GIVEN PROBLEM: Show every line in the rows below that contains the string "background". Case counts.
○ ○ ○
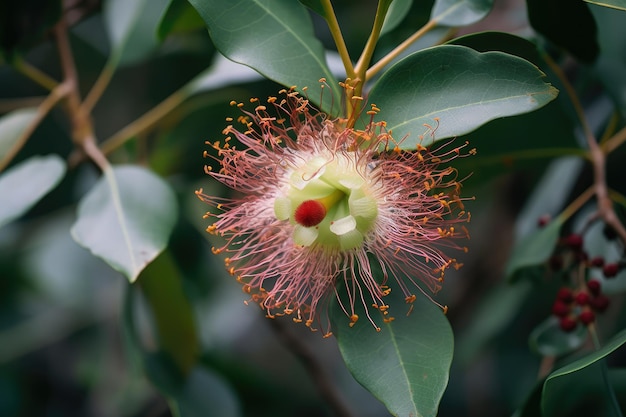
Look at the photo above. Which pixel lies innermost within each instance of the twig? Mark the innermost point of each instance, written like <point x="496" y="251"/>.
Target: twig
<point x="374" y="69"/>
<point x="597" y="156"/>
<point x="313" y="366"/>
<point x="335" y="31"/>
<point x="35" y="74"/>
<point x="58" y="93"/>
<point x="82" y="127"/>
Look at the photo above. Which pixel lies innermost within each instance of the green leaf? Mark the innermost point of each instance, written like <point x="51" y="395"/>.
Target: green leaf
<point x="126" y="218"/>
<point x="532" y="139"/>
<point x="576" y="34"/>
<point x="316" y="6"/>
<point x="460" y="12"/>
<point x="276" y="38"/>
<point x="132" y="28"/>
<point x="534" y="249"/>
<point x="172" y="313"/>
<point x="455" y="90"/>
<point x="611" y="65"/>
<point x="396" y="14"/>
<point x="406" y="365"/>
<point x="485" y="326"/>
<point x="12" y="127"/>
<point x="179" y="17"/>
<point x="613" y="4"/>
<point x="26" y="183"/>
<point x="549" y="407"/>
<point x="548" y="339"/>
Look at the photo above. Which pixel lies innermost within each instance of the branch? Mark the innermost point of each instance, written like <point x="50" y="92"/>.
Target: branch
<point x="82" y="128"/>
<point x="597" y="156"/>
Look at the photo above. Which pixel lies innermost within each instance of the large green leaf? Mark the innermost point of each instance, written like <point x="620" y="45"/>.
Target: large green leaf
<point x="12" y="127"/>
<point x="576" y="34"/>
<point x="460" y="12"/>
<point x="614" y="4"/>
<point x="180" y="17"/>
<point x="530" y="140"/>
<point x="25" y="184"/>
<point x="126" y="218"/>
<point x="396" y="14"/>
<point x="132" y="27"/>
<point x="455" y="90"/>
<point x="551" y="384"/>
<point x="275" y="37"/>
<point x="534" y="249"/>
<point x="405" y="365"/>
<point x="548" y="339"/>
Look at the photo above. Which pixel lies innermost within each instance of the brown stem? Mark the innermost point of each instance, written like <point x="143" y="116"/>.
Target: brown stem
<point x="82" y="127"/>
<point x="597" y="156"/>
<point x="314" y="367"/>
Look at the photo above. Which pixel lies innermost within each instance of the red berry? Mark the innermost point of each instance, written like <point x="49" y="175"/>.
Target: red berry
<point x="567" y="324"/>
<point x="565" y="295"/>
<point x="560" y="309"/>
<point x="610" y="270"/>
<point x="574" y="241"/>
<point x="594" y="286"/>
<point x="555" y="262"/>
<point x="597" y="261"/>
<point x="587" y="317"/>
<point x="310" y="213"/>
<point x="599" y="303"/>
<point x="582" y="298"/>
<point x="543" y="220"/>
<point x="581" y="256"/>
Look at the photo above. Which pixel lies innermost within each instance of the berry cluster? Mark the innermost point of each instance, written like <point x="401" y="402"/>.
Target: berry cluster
<point x="580" y="305"/>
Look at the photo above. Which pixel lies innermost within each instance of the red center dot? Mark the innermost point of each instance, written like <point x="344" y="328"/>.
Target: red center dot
<point x="310" y="213"/>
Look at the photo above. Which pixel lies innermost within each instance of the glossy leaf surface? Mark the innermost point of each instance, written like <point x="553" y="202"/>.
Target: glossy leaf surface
<point x="278" y="41"/>
<point x="405" y="365"/>
<point x="126" y="218"/>
<point x="550" y="407"/>
<point x="455" y="90"/>
<point x="460" y="12"/>
<point x="26" y="183"/>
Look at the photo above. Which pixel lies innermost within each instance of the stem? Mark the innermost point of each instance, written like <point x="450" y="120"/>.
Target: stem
<point x="572" y="96"/>
<point x="605" y="372"/>
<point x="82" y="128"/>
<point x="335" y="31"/>
<point x="44" y="108"/>
<point x="314" y="367"/>
<point x="145" y="122"/>
<point x="354" y="85"/>
<point x="100" y="85"/>
<point x="615" y="141"/>
<point x="368" y="51"/>
<point x="596" y="155"/>
<point x="36" y="74"/>
<point x="398" y="50"/>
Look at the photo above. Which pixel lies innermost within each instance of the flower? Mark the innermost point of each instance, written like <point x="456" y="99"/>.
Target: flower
<point x="323" y="204"/>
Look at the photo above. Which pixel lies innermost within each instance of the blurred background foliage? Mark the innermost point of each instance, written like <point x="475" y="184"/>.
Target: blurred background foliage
<point x="77" y="340"/>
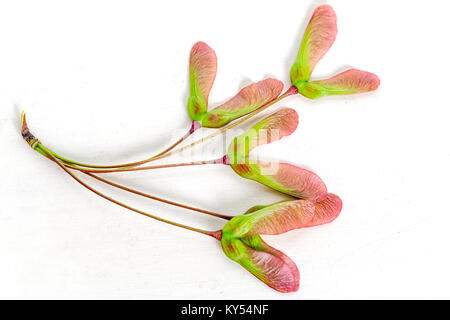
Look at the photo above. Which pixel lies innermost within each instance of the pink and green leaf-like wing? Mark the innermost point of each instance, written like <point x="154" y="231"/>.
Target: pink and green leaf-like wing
<point x="276" y="126"/>
<point x="274" y="219"/>
<point x="202" y="72"/>
<point x="326" y="210"/>
<point x="284" y="177"/>
<point x="267" y="264"/>
<point x="348" y="82"/>
<point x="317" y="40"/>
<point x="245" y="101"/>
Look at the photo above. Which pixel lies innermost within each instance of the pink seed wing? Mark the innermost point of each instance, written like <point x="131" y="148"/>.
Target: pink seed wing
<point x="348" y="82"/>
<point x="279" y="218"/>
<point x="292" y="180"/>
<point x="317" y="40"/>
<point x="279" y="271"/>
<point x="267" y="264"/>
<point x="202" y="72"/>
<point x="326" y="211"/>
<point x="253" y="96"/>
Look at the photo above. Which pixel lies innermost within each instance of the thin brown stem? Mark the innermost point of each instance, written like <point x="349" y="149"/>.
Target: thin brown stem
<point x="214" y="234"/>
<point x="195" y="125"/>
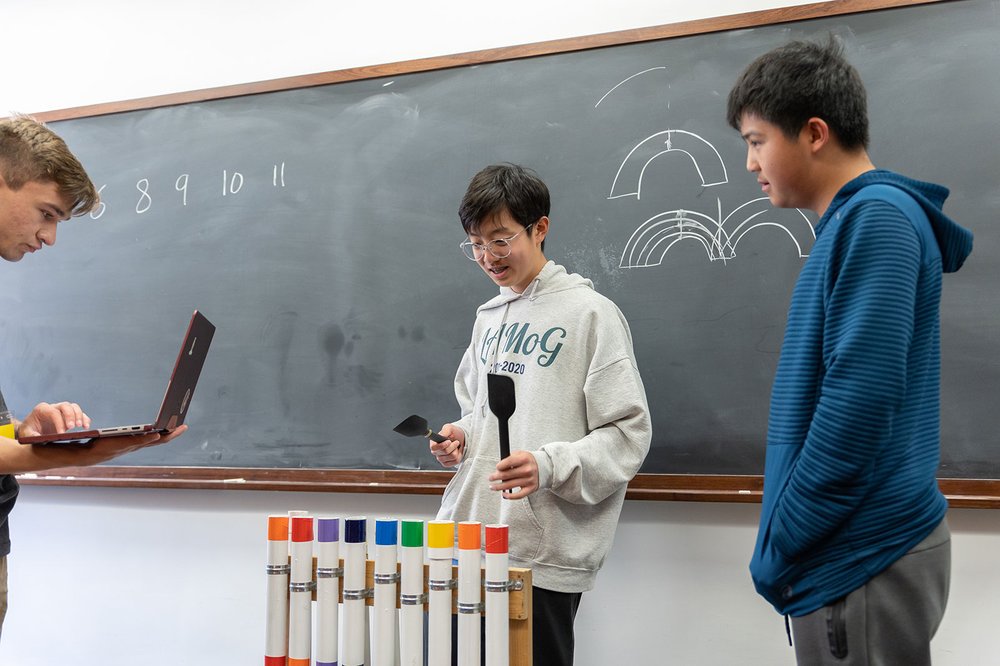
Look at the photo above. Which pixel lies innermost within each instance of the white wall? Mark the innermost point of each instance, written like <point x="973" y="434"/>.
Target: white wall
<point x="125" y="576"/>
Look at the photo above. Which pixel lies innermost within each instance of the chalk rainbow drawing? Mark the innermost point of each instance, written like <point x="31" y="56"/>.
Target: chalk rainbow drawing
<point x="651" y="241"/>
<point x="628" y="180"/>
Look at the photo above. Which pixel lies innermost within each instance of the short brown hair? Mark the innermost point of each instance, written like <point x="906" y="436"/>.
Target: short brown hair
<point x="30" y="151"/>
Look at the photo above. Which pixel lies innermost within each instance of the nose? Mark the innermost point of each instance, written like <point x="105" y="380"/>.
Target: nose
<point x="48" y="235"/>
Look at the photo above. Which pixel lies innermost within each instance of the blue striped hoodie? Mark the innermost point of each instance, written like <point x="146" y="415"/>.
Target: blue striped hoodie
<point x="853" y="442"/>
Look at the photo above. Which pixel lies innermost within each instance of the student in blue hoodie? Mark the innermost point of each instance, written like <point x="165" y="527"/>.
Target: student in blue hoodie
<point x="853" y="543"/>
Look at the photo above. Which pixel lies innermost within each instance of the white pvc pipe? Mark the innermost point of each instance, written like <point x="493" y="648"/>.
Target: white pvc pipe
<point x="469" y="592"/>
<point x="440" y="551"/>
<point x="384" y="649"/>
<point x="300" y="592"/>
<point x="411" y="588"/>
<point x="497" y="597"/>
<point x="355" y="609"/>
<point x="328" y="575"/>
<point x="276" y="620"/>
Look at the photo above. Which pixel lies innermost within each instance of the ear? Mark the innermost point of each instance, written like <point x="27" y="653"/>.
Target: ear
<point x="816" y="133"/>
<point x="541" y="228"/>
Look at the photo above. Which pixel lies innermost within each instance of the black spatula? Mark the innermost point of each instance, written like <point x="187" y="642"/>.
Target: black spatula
<point x="501" y="394"/>
<point x="416" y="426"/>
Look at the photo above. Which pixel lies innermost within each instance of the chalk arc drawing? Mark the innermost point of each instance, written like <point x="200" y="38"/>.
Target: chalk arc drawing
<point x="706" y="159"/>
<point x="651" y="241"/>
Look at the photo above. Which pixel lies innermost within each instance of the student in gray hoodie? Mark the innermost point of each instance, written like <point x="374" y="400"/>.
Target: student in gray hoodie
<point x="581" y="428"/>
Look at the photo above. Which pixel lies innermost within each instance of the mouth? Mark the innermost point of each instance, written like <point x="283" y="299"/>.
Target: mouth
<point x="496" y="271"/>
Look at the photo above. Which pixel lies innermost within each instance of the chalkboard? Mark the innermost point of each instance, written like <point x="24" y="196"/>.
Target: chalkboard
<point x="316" y="227"/>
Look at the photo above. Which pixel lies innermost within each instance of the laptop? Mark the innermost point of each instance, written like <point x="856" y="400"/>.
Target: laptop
<point x="176" y="400"/>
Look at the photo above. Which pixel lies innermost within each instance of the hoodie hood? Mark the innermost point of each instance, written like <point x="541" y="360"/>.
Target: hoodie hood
<point x="551" y="279"/>
<point x="954" y="241"/>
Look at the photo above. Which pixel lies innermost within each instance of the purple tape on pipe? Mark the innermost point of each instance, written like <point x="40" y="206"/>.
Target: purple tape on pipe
<point x="327" y="529"/>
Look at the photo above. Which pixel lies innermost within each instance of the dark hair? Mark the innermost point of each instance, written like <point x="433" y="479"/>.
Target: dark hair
<point x="799" y="81"/>
<point x="501" y="187"/>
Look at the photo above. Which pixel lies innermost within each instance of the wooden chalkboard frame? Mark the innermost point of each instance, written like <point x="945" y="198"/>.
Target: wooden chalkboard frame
<point x="967" y="493"/>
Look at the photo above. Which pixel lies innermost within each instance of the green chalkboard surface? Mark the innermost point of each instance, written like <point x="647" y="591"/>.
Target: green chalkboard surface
<point x="316" y="226"/>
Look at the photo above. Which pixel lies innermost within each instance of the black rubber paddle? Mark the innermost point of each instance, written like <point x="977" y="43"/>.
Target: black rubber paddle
<point x="502" y="404"/>
<point x="416" y="426"/>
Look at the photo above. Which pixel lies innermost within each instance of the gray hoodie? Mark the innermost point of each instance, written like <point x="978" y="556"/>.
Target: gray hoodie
<point x="581" y="410"/>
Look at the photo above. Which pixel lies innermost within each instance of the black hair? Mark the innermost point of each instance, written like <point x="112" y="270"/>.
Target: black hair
<point x="802" y="80"/>
<point x="501" y="187"/>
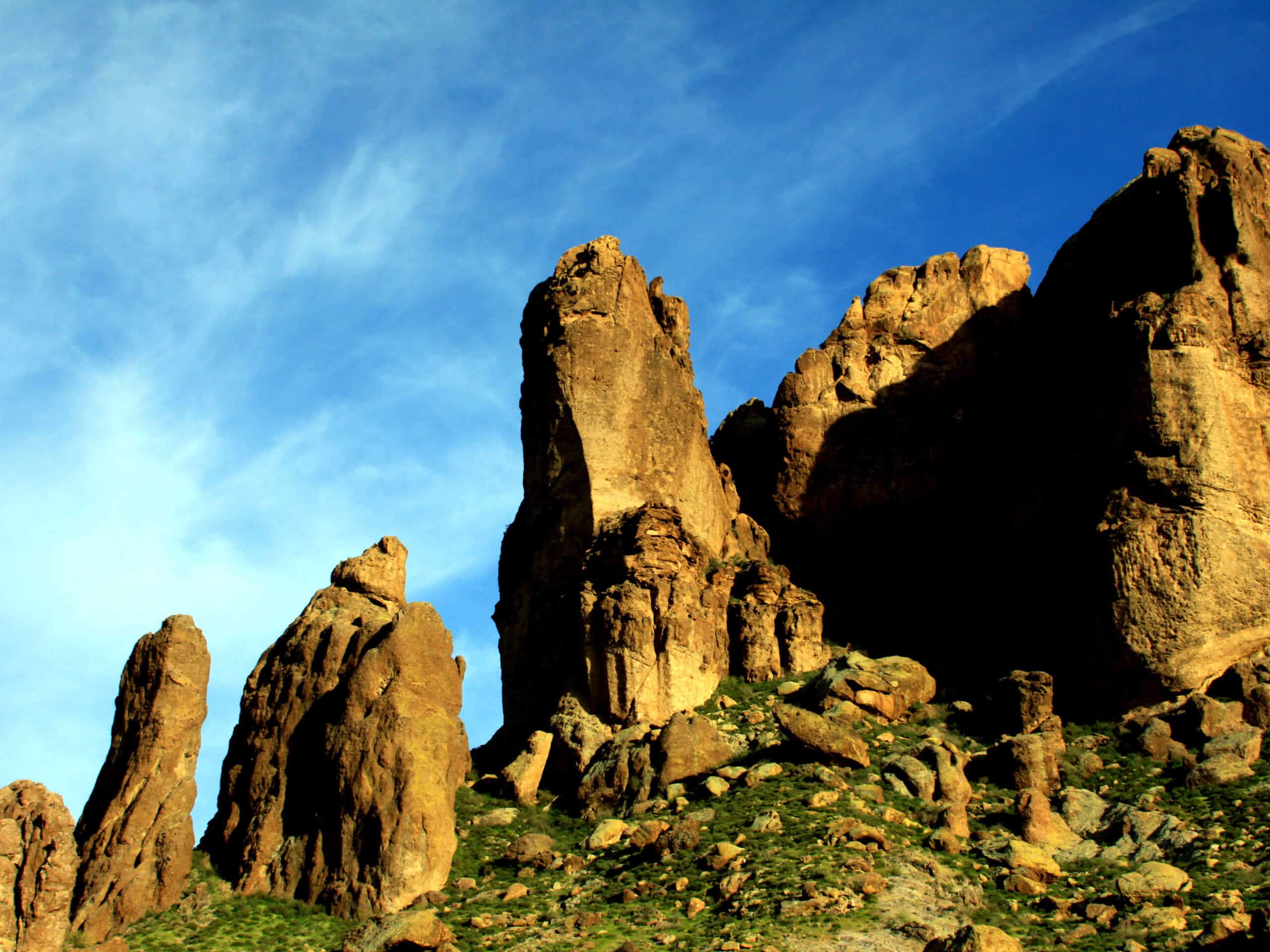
○ ○ ○
WRITTEN REPLY:
Look at the photo above. Which pixel lies innermost within each instance of the blurred background foliage? Mark the innermost point of each instance, written like <point x="475" y="184"/>.
Target: blurred background foliage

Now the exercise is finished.